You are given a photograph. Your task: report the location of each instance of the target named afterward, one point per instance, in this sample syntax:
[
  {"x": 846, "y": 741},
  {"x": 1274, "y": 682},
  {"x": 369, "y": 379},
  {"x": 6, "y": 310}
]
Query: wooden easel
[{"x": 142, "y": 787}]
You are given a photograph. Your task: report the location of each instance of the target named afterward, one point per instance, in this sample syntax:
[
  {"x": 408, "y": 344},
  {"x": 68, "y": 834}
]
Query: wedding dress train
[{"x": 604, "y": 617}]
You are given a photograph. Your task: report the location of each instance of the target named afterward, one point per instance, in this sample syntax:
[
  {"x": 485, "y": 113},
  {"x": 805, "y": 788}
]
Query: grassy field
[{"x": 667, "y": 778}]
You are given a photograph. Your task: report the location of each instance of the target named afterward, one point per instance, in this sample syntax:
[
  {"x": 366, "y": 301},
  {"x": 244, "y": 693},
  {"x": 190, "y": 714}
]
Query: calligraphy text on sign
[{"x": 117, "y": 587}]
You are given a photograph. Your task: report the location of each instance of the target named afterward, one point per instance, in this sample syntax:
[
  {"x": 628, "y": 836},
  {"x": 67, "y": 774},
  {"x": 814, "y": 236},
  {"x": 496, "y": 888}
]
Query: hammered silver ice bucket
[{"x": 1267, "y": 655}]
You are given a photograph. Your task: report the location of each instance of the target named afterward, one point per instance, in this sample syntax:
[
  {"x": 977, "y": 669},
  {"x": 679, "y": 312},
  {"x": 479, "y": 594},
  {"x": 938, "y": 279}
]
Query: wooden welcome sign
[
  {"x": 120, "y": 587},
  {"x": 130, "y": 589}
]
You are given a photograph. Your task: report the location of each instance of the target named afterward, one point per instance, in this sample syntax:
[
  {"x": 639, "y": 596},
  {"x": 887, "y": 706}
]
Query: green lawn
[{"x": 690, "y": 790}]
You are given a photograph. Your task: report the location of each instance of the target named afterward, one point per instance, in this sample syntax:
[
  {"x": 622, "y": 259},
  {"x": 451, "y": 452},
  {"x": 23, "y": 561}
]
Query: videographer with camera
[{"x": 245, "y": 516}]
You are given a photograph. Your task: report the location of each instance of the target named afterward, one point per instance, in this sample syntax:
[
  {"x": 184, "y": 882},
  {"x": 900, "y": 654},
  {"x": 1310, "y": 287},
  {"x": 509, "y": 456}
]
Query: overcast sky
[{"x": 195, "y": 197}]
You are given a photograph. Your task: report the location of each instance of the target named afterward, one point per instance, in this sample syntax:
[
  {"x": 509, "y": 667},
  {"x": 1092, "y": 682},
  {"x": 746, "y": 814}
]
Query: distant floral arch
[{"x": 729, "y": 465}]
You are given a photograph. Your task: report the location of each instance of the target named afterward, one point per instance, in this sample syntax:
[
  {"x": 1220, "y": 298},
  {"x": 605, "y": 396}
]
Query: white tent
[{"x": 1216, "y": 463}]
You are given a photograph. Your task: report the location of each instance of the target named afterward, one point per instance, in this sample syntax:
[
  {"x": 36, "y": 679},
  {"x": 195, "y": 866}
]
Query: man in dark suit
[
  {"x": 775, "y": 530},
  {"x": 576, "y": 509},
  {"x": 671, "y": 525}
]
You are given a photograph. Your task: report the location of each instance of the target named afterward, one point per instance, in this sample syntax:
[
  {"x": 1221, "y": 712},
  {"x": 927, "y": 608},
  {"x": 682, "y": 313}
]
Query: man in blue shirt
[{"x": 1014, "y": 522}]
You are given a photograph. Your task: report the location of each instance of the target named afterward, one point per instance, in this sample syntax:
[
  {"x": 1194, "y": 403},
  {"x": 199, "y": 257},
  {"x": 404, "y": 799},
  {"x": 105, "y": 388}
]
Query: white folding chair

□ □ □

PROBLEM TO WORK ON —
Output an exact copy of each record.

RESPONSE TO THE TASK —
You are given a photograph. Your task: report the location of each instance of the target named afterward, one point per instance, in this sample syntax:
[
  {"x": 846, "y": 741},
  {"x": 1274, "y": 682},
  {"x": 369, "y": 379},
  {"x": 6, "y": 310}
]
Query: wooden easel
[{"x": 142, "y": 787}]
You are given a photograph. Your task: report the location of each instance of the target named afterward, one point per instance, in this sample syntax:
[
  {"x": 408, "y": 344},
  {"x": 68, "y": 834}
]
Query: wedding dress train
[{"x": 604, "y": 617}]
You are given a photograph. Your task: report the location of each instance of the target named afterward, one point per instance, in this sample syntax:
[
  {"x": 485, "y": 113},
  {"x": 805, "y": 788}
]
Query: grassy field
[{"x": 667, "y": 778}]
You are given a photograph. Your task: report the location of each instance of the target named afterward, one point per instance, in this sample syntax:
[
  {"x": 366, "y": 301},
  {"x": 244, "y": 693},
  {"x": 190, "y": 714}
]
Query: calligraphy text on sign
[{"x": 117, "y": 587}]
You are given a photograph. Your task: report the location of each instance of the target named afterward, one point per instance, in this sample syntax:
[
  {"x": 628, "y": 836},
  {"x": 67, "y": 774},
  {"x": 814, "y": 236},
  {"x": 496, "y": 888}
]
Query: hammered silver ice bucket
[{"x": 1267, "y": 655}]
You are given a photograph. Your task: report the location of each instance of the target named afterward, one point per instance, in this sample syntax:
[
  {"x": 977, "y": 669},
  {"x": 679, "y": 312},
  {"x": 479, "y": 594},
  {"x": 938, "y": 279}
]
Query: wooden welcome sign
[
  {"x": 120, "y": 587},
  {"x": 130, "y": 589}
]
You are given a photograph. Your task: report the location of each instance of the target named afterward, one point per instance, in this sample syntax:
[
  {"x": 639, "y": 596},
  {"x": 887, "y": 706}
]
Query: green lawn
[{"x": 690, "y": 790}]
You are given a photograph. Your task: report the location of each instance of the target named afterward, one point per instance, in this sample syntax:
[
  {"x": 622, "y": 259},
  {"x": 451, "y": 452},
  {"x": 23, "y": 561}
]
Query: videographer with camera
[{"x": 245, "y": 516}]
You are given a photograph. Your task: report the location of each instance of the target named afterward, one point per instance, in this sample syntax:
[
  {"x": 184, "y": 882},
  {"x": 900, "y": 654},
  {"x": 1310, "y": 287},
  {"x": 509, "y": 456}
]
Query: overcast sky
[{"x": 195, "y": 197}]
You are given a photograph. Your task: report the location of each instance of the target named afterward, one point per instance, in this sample syntax:
[
  {"x": 509, "y": 667},
  {"x": 1092, "y": 682},
  {"x": 746, "y": 814}
]
Query: distant floral arch
[{"x": 729, "y": 465}]
You are given a photograph. Your task: report the location of each instance of the target named afterward, one point per instance, in this sample syntax:
[
  {"x": 1220, "y": 298},
  {"x": 605, "y": 396}
]
Query: white tent
[{"x": 1216, "y": 463}]
You are given a photograph. Your task: report the location of each instance of the target named afterward, one point per instance, in this sample syntax:
[
  {"x": 36, "y": 679},
  {"x": 195, "y": 866}
]
Query: man in dark suit
[
  {"x": 775, "y": 530},
  {"x": 576, "y": 509},
  {"x": 671, "y": 525}
]
You are given a photograph. Your task: report the location of each instance of the target named afterward, one point per instance, in this sample syntax:
[
  {"x": 1221, "y": 712},
  {"x": 927, "y": 608},
  {"x": 682, "y": 313}
]
Query: man in blue shirt
[{"x": 1014, "y": 522}]
You are given a photograph. Your task: report the location of each instance of the target named afterward, one point per instance, in this sample syntax:
[
  {"x": 1194, "y": 403},
  {"x": 199, "y": 257},
  {"x": 404, "y": 799},
  {"x": 105, "y": 388}
]
Query: white folding chair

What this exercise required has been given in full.